• **EXERCISE DETAILS**
Every record is to be duplicated exactly as it reads, without its images.

** GIVEN ENTRIES follows **

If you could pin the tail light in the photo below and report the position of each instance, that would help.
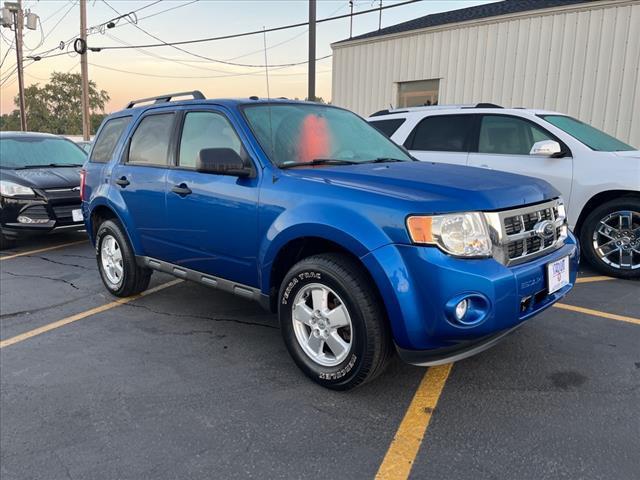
(83, 176)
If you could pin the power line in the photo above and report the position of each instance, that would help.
(197, 55)
(254, 32)
(146, 74)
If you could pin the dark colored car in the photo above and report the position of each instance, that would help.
(39, 185)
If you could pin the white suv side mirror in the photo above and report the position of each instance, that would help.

** End of GIVEN ENTRIES **

• **EXPECTED ANSWER**
If you could pin the tail light in the photo below and report the position of each instance, that would help.
(83, 176)
If you could pin the power line in the photo above and report the position of each instance, that would help.
(197, 55)
(254, 32)
(146, 74)
If you could pin the dark colored car in the photo above and report the position of each instance, that would help.
(39, 185)
If you could pin the white suv side mirror in the photo above and report the position of each instance, that would help.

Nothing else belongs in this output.